◆ What is expected ◆
For each line below that includes the word "conifer", make a copy.

[Extracted data entries]
───
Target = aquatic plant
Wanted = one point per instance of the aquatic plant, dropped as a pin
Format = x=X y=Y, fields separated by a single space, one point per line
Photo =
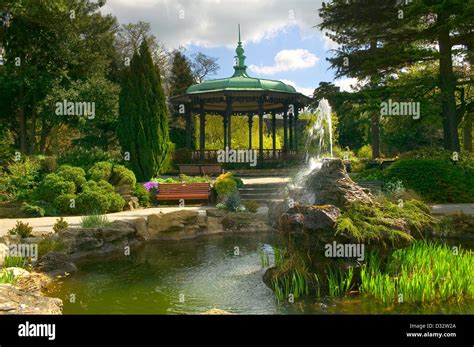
x=15 y=261
x=379 y=223
x=7 y=276
x=422 y=272
x=339 y=281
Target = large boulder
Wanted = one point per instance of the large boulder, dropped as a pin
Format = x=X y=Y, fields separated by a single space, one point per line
x=83 y=242
x=55 y=264
x=173 y=225
x=331 y=185
x=14 y=300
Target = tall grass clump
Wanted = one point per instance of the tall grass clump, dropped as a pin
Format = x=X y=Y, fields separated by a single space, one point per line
x=381 y=223
x=422 y=272
x=13 y=261
x=7 y=276
x=339 y=281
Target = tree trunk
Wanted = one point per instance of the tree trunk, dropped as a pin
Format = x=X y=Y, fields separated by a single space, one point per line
x=22 y=120
x=468 y=132
x=447 y=86
x=32 y=131
x=375 y=134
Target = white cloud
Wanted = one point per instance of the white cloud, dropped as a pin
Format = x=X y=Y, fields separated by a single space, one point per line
x=302 y=90
x=213 y=23
x=346 y=84
x=288 y=60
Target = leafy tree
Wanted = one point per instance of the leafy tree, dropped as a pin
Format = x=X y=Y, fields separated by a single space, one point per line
x=143 y=119
x=403 y=33
x=203 y=66
x=49 y=44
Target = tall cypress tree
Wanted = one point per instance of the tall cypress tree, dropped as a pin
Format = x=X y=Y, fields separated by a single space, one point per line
x=143 y=120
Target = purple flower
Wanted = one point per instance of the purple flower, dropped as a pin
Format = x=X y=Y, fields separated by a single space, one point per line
x=150 y=185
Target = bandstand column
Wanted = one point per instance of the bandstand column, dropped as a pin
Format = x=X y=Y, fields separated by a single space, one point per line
x=274 y=133
x=285 y=130
x=224 y=121
x=229 y=122
x=296 y=127
x=187 y=116
x=260 y=128
x=250 y=115
x=202 y=130
x=290 y=123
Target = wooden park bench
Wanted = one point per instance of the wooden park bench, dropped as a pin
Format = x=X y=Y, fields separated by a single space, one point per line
x=186 y=191
x=200 y=169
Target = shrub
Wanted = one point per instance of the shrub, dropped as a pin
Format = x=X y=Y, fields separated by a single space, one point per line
x=436 y=180
x=22 y=177
x=31 y=210
x=182 y=156
x=142 y=195
x=116 y=202
x=21 y=229
x=251 y=205
x=100 y=171
x=60 y=224
x=48 y=164
x=225 y=184
x=72 y=174
x=365 y=152
x=90 y=200
x=52 y=186
x=122 y=175
x=63 y=204
x=86 y=158
x=94 y=221
x=232 y=202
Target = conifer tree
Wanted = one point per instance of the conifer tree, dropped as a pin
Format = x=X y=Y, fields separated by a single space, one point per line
x=143 y=119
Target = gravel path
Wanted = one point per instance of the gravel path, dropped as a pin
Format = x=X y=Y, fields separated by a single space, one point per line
x=45 y=224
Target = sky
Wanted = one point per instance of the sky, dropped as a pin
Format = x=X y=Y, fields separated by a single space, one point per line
x=279 y=36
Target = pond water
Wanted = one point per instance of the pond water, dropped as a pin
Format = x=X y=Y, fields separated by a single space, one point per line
x=193 y=276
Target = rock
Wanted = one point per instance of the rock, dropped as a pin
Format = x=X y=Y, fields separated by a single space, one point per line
x=275 y=210
x=16 y=301
x=216 y=311
x=55 y=264
x=331 y=185
x=228 y=222
x=141 y=228
x=118 y=230
x=173 y=222
x=319 y=218
x=81 y=242
x=18 y=271
x=131 y=203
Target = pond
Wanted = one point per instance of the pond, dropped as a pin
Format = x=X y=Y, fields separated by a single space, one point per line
x=193 y=276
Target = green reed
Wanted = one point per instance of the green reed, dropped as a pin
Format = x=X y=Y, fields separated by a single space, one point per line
x=339 y=281
x=422 y=272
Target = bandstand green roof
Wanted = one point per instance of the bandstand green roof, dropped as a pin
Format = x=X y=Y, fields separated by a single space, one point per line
x=241 y=87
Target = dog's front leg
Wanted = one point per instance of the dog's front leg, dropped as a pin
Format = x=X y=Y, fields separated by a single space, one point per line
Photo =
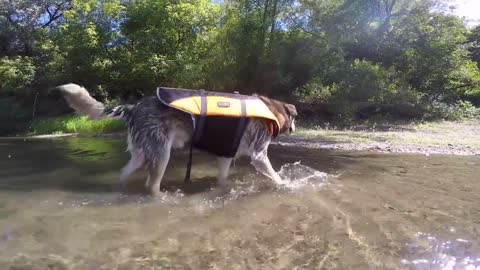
x=223 y=169
x=262 y=164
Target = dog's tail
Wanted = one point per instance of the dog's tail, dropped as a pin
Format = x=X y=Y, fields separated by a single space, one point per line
x=80 y=100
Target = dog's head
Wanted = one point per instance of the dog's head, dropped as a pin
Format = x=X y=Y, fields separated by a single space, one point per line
x=285 y=113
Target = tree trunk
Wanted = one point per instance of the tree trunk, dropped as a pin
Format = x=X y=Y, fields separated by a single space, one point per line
x=272 y=29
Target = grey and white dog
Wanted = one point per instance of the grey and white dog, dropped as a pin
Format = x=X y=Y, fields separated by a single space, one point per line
x=154 y=129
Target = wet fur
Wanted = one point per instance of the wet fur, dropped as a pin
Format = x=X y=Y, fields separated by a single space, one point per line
x=155 y=129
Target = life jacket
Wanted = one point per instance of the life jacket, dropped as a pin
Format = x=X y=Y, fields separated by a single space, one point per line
x=219 y=119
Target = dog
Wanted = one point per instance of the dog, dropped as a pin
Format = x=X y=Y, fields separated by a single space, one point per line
x=154 y=129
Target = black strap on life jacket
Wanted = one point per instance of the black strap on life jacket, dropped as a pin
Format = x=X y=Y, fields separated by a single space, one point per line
x=242 y=124
x=197 y=132
x=199 y=123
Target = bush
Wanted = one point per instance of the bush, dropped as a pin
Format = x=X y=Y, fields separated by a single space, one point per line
x=15 y=73
x=461 y=110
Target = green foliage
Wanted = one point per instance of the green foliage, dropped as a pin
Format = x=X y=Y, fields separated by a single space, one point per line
x=16 y=73
x=75 y=124
x=337 y=52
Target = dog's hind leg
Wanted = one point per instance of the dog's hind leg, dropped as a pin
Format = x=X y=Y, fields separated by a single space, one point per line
x=262 y=164
x=136 y=161
x=223 y=168
x=157 y=170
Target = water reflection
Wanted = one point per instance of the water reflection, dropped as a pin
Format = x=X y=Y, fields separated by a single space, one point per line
x=61 y=205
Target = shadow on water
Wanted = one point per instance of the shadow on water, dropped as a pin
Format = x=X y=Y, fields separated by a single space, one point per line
x=61 y=207
x=93 y=165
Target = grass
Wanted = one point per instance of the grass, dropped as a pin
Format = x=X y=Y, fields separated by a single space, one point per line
x=75 y=124
x=441 y=133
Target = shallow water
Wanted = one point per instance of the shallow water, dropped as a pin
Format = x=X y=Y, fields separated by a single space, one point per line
x=62 y=208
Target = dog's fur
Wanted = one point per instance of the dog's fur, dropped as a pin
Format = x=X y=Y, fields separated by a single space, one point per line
───
◆ Response to this exercise ◆
Target = conifer tree
Wanted = one point per instance of the conifer tree, dropped as a pin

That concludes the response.